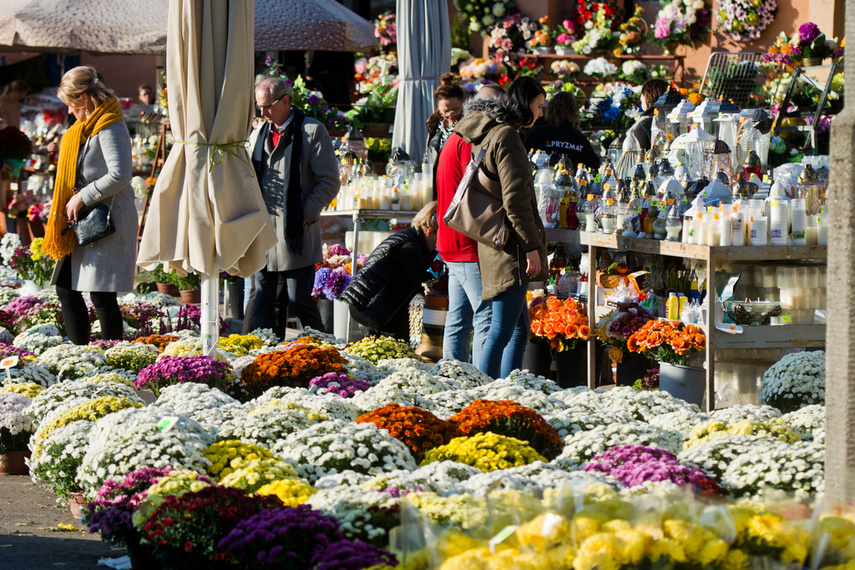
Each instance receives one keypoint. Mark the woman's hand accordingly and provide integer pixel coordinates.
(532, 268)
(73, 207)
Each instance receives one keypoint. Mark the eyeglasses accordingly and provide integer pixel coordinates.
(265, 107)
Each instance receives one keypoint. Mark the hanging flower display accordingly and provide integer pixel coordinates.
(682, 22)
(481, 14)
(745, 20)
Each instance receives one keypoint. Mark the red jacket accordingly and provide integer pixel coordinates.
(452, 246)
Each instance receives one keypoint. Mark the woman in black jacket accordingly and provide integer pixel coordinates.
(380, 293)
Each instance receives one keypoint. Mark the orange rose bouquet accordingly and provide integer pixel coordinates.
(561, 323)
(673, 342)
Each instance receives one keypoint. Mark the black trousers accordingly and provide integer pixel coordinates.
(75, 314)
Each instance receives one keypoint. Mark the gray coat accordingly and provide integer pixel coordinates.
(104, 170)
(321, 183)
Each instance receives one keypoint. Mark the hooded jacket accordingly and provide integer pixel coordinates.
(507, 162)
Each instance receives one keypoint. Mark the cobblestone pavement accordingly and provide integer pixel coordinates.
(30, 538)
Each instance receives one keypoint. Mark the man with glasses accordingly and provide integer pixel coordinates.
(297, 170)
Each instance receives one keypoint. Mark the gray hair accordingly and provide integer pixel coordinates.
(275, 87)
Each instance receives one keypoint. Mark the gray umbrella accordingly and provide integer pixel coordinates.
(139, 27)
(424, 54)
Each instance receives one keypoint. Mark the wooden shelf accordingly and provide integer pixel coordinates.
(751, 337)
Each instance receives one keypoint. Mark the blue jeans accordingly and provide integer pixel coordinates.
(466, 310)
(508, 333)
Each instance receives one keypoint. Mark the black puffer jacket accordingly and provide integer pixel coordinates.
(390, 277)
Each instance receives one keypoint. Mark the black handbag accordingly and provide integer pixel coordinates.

########

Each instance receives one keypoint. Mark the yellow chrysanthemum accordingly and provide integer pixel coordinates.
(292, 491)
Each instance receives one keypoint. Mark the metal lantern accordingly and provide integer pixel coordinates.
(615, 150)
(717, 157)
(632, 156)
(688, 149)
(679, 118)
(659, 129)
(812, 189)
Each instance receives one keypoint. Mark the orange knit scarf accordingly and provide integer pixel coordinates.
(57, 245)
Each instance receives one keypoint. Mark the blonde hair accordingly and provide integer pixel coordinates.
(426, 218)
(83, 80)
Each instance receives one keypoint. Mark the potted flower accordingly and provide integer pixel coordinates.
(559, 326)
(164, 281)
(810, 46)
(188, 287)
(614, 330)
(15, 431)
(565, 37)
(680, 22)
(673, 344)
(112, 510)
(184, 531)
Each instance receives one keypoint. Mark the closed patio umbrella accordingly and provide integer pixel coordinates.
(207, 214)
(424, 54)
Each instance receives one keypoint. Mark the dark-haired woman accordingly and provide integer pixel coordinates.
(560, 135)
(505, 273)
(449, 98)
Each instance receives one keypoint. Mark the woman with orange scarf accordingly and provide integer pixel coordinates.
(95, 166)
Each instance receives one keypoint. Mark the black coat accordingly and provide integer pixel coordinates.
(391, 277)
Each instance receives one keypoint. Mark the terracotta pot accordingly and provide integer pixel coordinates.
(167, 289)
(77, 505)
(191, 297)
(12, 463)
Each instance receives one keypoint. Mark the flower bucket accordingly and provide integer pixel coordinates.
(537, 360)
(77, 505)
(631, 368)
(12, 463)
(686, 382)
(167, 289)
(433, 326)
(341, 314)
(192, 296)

########

## WHAT THE TASK ASKS
When you reach the line with "Each instance receives one keypoint. Mark the black puffer" in the records above, start writing out lines exactly, and stop once the line with "Each instance receives one keypoint. Mark the black handbag" has been written; include nothing else.

## SOLUTION TO THIS PROBLEM
Each instance receives one keypoint. Mark the black puffer jacket accordingly and provide integer pixel coordinates.
(390, 277)
Each instance receives one keypoint. Mark the black handbag accordingly and provide integer pixel coordinates.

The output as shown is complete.